Both ends included, set down the lines from the line containing "For each instance of the high-rise" through the last line of the records below, without pictures.

------------------------------------------------------------

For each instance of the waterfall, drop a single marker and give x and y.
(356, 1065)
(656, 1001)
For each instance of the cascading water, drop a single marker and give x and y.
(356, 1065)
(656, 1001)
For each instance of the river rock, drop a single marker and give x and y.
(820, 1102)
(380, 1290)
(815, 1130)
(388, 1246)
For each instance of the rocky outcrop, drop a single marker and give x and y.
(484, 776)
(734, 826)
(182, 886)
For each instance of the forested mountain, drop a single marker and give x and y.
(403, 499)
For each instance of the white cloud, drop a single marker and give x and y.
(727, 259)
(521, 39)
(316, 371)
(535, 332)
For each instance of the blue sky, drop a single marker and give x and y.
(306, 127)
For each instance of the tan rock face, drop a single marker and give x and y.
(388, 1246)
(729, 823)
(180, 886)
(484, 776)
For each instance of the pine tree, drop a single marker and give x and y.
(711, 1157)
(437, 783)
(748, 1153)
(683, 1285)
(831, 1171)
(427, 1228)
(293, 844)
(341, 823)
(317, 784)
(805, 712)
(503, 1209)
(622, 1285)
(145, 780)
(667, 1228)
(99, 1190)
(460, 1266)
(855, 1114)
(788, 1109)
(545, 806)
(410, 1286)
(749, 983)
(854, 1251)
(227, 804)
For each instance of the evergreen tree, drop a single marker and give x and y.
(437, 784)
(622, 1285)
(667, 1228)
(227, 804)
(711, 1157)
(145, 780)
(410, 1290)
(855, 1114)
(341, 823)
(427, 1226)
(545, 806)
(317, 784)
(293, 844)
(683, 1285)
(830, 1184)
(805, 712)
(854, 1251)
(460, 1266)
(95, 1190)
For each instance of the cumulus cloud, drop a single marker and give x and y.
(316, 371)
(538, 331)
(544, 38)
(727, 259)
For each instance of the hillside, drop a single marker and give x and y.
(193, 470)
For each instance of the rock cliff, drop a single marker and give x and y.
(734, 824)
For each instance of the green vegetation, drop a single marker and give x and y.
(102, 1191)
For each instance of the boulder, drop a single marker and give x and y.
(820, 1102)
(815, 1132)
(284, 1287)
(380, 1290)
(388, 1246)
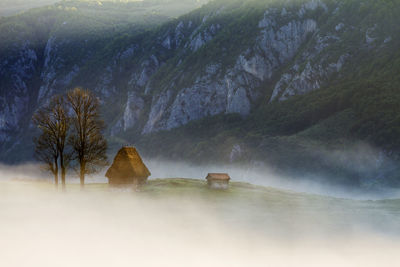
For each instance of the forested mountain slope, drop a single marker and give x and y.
(303, 76)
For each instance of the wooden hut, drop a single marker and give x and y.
(218, 180)
(127, 168)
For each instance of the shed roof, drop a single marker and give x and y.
(218, 176)
(127, 163)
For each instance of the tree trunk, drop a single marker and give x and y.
(82, 175)
(62, 172)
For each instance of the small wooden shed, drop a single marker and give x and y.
(127, 168)
(218, 180)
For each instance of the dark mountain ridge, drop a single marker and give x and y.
(296, 85)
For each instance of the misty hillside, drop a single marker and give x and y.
(294, 84)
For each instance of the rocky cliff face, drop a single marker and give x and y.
(160, 80)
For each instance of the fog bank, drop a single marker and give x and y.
(39, 227)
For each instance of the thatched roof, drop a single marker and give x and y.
(218, 176)
(127, 163)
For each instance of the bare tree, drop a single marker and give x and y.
(87, 141)
(54, 122)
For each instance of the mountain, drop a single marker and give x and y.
(307, 87)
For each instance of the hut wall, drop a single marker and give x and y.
(218, 184)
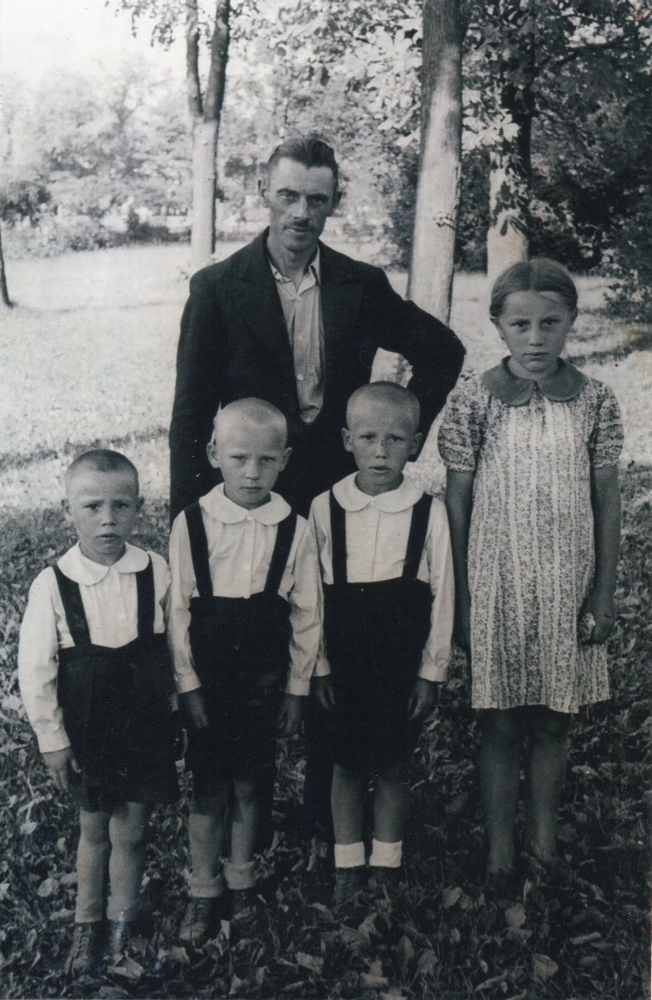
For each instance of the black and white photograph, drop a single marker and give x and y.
(325, 499)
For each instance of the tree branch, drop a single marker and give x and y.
(219, 58)
(192, 60)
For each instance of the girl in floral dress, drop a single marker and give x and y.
(531, 450)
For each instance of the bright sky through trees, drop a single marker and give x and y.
(39, 35)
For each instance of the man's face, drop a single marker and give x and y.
(299, 200)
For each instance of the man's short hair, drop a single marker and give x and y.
(309, 150)
(102, 460)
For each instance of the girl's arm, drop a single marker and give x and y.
(459, 504)
(605, 500)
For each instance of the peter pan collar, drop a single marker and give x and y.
(351, 498)
(560, 386)
(76, 566)
(218, 506)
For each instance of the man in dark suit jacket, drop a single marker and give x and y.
(235, 340)
(293, 322)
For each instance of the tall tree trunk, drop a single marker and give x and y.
(206, 113)
(4, 290)
(433, 245)
(507, 238)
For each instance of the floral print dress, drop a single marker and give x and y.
(531, 447)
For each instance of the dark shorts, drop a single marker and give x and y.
(371, 731)
(237, 745)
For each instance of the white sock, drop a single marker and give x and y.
(240, 876)
(349, 855)
(384, 855)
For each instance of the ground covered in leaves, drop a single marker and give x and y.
(582, 934)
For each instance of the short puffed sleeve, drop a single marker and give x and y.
(462, 428)
(606, 438)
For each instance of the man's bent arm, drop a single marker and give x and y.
(434, 351)
(197, 396)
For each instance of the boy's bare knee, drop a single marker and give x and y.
(208, 805)
(246, 792)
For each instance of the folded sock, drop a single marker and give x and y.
(349, 855)
(207, 888)
(384, 855)
(240, 876)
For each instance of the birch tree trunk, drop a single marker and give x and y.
(4, 290)
(206, 112)
(433, 246)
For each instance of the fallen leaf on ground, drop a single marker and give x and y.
(544, 967)
(427, 961)
(311, 962)
(452, 896)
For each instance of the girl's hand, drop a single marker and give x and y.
(58, 763)
(601, 607)
(422, 698)
(323, 688)
(289, 718)
(195, 708)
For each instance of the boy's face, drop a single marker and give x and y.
(382, 436)
(251, 456)
(103, 507)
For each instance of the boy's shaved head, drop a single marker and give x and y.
(101, 460)
(249, 411)
(387, 394)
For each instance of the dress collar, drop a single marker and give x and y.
(351, 498)
(219, 507)
(75, 565)
(560, 386)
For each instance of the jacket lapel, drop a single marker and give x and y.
(257, 300)
(341, 298)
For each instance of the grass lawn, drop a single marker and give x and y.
(88, 355)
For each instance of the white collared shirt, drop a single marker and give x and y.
(240, 547)
(303, 319)
(377, 530)
(110, 598)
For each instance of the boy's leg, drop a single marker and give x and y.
(347, 803)
(239, 870)
(390, 808)
(546, 764)
(206, 836)
(127, 862)
(499, 782)
(92, 857)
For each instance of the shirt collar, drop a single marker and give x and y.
(314, 268)
(75, 565)
(219, 507)
(560, 386)
(351, 498)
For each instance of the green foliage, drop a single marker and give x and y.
(581, 935)
(87, 161)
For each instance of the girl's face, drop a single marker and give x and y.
(534, 325)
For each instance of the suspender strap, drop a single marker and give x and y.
(73, 608)
(146, 599)
(199, 549)
(284, 538)
(338, 540)
(417, 537)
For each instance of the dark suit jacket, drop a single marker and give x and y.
(234, 344)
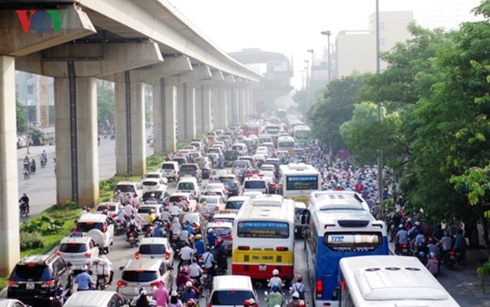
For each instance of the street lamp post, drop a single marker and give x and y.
(327, 33)
(378, 70)
(312, 90)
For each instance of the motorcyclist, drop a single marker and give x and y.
(275, 280)
(299, 287)
(24, 200)
(211, 237)
(275, 297)
(103, 267)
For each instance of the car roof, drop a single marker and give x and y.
(153, 240)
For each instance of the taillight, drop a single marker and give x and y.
(319, 288)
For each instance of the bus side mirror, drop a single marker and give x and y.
(335, 294)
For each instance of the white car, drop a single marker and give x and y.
(215, 174)
(79, 249)
(154, 184)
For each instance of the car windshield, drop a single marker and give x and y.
(31, 272)
(151, 249)
(230, 297)
(73, 247)
(139, 276)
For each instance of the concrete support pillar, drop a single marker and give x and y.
(206, 108)
(76, 140)
(130, 127)
(9, 219)
(190, 112)
(198, 106)
(221, 106)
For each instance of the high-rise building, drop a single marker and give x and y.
(356, 50)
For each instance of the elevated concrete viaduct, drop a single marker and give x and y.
(128, 42)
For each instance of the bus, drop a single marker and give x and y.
(285, 143)
(301, 134)
(333, 234)
(249, 129)
(299, 180)
(371, 281)
(263, 238)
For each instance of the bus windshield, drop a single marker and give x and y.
(264, 230)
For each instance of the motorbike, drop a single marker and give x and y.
(23, 209)
(133, 239)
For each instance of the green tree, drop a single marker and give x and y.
(333, 107)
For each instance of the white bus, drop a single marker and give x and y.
(285, 143)
(263, 238)
(299, 180)
(324, 200)
(382, 281)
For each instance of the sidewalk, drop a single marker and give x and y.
(463, 283)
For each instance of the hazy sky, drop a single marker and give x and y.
(288, 26)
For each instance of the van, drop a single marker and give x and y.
(231, 290)
(170, 169)
(94, 298)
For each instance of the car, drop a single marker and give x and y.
(79, 249)
(11, 302)
(129, 187)
(215, 174)
(189, 185)
(255, 183)
(98, 226)
(154, 184)
(223, 230)
(144, 273)
(233, 204)
(157, 175)
(170, 169)
(214, 203)
(144, 211)
(150, 248)
(187, 197)
(231, 183)
(113, 207)
(224, 217)
(205, 166)
(160, 196)
(192, 170)
(36, 278)
(94, 298)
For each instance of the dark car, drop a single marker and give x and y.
(36, 278)
(231, 156)
(231, 183)
(159, 195)
(191, 169)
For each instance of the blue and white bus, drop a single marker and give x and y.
(335, 233)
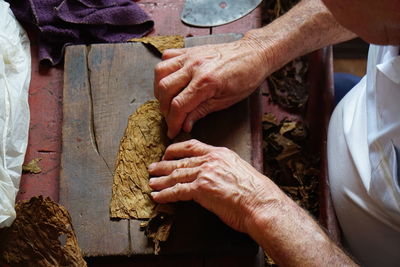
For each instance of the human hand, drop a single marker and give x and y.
(216, 178)
(193, 82)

------------------------------------------------------------

-- Solution below --
For each instance of the high-rise building, drop a single marker and give x and y.
(356, 50)
For each instance of the elevated concrete viaduct, drop a single marker and give x and y.
(128, 42)
For each instance of the bus, drop a single marker and give x and y.
(285, 143)
(301, 134)
(333, 234)
(249, 129)
(299, 180)
(371, 281)
(263, 238)
For each instance of the bus windshield, drop a single marker and give x and y.
(264, 230)
For each instance of the motorbike, drop a single marker and give x and y.
(23, 209)
(133, 239)
For each instance of the green tree, drop a single marker and give x and y.
(333, 107)
For each instance of the white bus, drop a single marker and give x and y.
(285, 143)
(263, 238)
(299, 180)
(324, 200)
(382, 281)
For each instance of the sidewalk, drop a single marker and give x and y.
(463, 283)
For each instance of the hazy sky, drop a single marker and give x and y.
(288, 26)
For each instance of the van, drop a single marker and give x and y.
(231, 290)
(170, 169)
(94, 298)
For each instance of the car, drop a single marker and give x and y.
(79, 249)
(11, 302)
(129, 187)
(215, 174)
(189, 185)
(255, 183)
(98, 226)
(154, 184)
(223, 230)
(144, 273)
(233, 204)
(157, 175)
(170, 169)
(214, 203)
(144, 211)
(150, 248)
(187, 197)
(231, 183)
(113, 207)
(224, 217)
(205, 166)
(160, 196)
(192, 170)
(36, 278)
(94, 298)
For each instance of the dark car, drop a single marker and give x and y.
(36, 278)
(231, 156)
(231, 183)
(159, 195)
(191, 169)
For each instance of the blue and white bus, drop a single marker and give x and y.
(335, 233)
For each instance of the human hand, drop a single marker and give x and y.
(216, 178)
(193, 82)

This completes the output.